**EXERCISE REQUIREMENTS:**
Can you rescale every point coordinate from the line containing "TARGET = gray puffy jacket" down to the end of the material, both ends included, by multiplying each by 1.45 and rounding to a whole number with halves rounded up? Write out only those lines, with the requests copied unchanged and the coordinates in their new values.
## start
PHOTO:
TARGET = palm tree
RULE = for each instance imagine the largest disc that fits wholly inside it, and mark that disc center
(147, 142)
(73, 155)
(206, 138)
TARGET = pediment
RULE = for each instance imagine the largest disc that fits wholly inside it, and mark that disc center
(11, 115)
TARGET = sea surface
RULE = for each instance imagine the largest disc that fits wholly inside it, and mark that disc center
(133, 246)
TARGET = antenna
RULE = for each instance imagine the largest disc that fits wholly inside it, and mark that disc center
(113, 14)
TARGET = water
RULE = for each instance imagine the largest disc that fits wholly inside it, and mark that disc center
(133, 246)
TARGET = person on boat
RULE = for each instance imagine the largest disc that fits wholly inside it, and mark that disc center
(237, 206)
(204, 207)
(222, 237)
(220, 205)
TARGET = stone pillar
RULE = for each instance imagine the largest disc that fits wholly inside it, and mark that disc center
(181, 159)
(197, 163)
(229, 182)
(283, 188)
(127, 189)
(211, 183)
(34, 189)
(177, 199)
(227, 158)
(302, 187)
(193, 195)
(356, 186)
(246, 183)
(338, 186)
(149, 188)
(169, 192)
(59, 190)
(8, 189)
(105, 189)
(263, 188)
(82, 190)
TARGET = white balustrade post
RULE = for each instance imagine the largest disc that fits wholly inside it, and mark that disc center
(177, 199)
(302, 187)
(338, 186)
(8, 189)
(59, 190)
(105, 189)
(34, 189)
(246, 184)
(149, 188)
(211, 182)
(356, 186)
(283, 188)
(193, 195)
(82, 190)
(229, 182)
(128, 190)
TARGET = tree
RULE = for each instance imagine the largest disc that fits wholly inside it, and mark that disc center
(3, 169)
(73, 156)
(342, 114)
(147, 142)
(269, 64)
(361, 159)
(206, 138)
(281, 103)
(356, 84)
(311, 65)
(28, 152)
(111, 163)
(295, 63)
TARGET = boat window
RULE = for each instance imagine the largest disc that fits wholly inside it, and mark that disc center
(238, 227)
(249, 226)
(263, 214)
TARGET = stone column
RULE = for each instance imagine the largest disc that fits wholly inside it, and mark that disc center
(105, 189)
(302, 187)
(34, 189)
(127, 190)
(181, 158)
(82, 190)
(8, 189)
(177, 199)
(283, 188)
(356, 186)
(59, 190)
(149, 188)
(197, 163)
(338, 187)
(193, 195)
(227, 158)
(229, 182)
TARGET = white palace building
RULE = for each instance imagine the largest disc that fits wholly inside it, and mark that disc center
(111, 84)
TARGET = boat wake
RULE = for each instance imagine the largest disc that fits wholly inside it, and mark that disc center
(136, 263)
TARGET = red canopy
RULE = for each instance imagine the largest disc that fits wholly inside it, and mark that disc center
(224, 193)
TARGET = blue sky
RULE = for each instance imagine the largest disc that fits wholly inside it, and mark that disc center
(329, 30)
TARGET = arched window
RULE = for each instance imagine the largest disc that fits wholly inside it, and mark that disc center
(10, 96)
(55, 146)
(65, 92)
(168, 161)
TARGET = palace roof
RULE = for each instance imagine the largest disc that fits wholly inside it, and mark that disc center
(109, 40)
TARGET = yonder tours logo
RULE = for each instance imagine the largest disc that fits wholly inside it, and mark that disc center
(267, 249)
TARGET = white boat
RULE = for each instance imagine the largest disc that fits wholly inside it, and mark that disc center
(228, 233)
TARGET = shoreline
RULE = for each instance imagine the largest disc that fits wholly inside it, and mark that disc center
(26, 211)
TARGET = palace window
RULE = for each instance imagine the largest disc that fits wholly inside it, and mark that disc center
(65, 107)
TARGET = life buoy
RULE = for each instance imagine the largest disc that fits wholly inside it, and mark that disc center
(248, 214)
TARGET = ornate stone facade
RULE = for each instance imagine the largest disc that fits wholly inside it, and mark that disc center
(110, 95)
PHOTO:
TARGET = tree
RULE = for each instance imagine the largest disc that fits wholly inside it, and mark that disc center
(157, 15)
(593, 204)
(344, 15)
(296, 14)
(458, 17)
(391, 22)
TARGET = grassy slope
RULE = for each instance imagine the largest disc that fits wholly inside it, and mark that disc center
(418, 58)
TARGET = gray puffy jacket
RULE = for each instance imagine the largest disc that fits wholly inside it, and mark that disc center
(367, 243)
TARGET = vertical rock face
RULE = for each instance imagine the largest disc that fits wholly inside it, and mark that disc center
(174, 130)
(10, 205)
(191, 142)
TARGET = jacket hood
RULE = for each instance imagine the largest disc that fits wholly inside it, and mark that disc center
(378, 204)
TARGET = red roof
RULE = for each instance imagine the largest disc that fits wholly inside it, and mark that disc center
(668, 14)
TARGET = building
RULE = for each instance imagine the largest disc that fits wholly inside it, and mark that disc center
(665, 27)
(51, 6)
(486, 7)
## end
**REPLY:**
TARGET = gray puffy jacket
RULE = for each instance imagine the largest disc that fits wholly inside it, and mark that disc center
(532, 352)
TARGET = vertical rock face
RULE = for each instance imagine the largest disc that fits wholly inside it, and mark that disc center
(252, 189)
(15, 297)
(277, 206)
TARGET = jacket hood
RULE = for each instance imagine the largest disc that fits wholly inside it, and mark that disc center
(548, 296)
TARGET = red roof
RULE = for each instance imagine the largest disc that fits wholly inside it, and mark that disc center
(969, 20)
TARGET = building
RULE = for each instance imagine the largest disc that fits wholly inside it, and mark that disc center
(964, 39)
(74, 9)
(705, 10)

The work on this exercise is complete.